[start of DATA FOR THE TASK]
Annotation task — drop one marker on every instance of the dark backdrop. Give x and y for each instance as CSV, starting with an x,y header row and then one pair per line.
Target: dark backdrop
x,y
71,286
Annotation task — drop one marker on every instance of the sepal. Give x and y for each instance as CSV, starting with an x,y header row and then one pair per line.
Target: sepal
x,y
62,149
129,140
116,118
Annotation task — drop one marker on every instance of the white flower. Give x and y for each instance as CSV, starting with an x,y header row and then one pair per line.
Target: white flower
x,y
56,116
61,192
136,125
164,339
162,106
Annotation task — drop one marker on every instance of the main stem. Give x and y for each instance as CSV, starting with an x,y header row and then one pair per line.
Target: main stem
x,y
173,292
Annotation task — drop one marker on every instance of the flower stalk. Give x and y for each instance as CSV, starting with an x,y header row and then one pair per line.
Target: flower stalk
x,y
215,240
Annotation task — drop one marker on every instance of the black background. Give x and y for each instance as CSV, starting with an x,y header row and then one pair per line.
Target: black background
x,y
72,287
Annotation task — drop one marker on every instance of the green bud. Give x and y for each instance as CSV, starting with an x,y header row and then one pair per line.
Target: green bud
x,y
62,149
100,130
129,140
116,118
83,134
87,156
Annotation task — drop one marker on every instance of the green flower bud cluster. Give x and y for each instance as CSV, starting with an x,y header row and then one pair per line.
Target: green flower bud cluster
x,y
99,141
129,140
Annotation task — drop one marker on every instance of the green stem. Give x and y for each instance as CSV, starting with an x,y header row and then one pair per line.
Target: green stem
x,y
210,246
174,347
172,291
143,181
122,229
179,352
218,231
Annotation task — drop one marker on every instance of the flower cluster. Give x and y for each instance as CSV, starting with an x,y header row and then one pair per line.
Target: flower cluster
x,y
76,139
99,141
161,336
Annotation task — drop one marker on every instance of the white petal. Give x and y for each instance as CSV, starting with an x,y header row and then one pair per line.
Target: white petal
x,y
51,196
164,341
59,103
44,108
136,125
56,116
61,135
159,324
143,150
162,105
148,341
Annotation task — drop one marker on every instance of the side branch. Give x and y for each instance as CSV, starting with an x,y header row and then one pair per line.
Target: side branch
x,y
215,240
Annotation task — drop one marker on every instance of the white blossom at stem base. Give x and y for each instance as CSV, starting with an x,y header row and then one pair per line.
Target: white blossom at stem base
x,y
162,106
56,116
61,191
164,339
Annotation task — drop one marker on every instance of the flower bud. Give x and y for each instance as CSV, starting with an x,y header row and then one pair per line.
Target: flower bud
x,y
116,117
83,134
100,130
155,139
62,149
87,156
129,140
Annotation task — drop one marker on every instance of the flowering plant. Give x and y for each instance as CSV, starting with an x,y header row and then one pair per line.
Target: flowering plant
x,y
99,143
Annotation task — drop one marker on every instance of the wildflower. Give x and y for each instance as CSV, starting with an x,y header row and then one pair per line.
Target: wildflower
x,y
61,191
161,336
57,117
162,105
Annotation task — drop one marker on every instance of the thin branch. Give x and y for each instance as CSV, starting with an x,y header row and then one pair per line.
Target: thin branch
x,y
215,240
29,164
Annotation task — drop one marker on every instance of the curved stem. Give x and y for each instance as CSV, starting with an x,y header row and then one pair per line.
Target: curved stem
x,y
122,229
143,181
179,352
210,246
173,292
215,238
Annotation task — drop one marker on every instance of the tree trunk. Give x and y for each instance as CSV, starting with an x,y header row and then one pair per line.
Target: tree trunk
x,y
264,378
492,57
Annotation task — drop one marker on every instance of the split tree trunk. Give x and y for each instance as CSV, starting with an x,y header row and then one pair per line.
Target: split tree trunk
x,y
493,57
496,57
[end of DATA FOR THE TASK]
Update the lines starting at the one that contains "of the curved" and ending at the last line, changing every "tree trunk" to "tree bole" and keeping everything else the same. Return only those lines.

> [REPLY]:
Annotation task — drop one marker on every instance of the curved stem. Give x and y for each instance as CSV, starting with an x,y header row and then one pair per line.
Target: curved stem
x,y
122,229
143,181
179,352
210,246
173,292
215,238
Annotation task — drop one marker on every instance of the tree bole. Give x and y for each instance as CSV, starting with an x,y header row and then one pair per line.
Target: tree bole
x,y
264,378
492,57
Annotation task — drop one marker on every instance of the split tree bole. Give x and y for each instance as CSV, starting with an x,y header row and then one pair per line.
Target: split tree bole
x,y
493,57
496,57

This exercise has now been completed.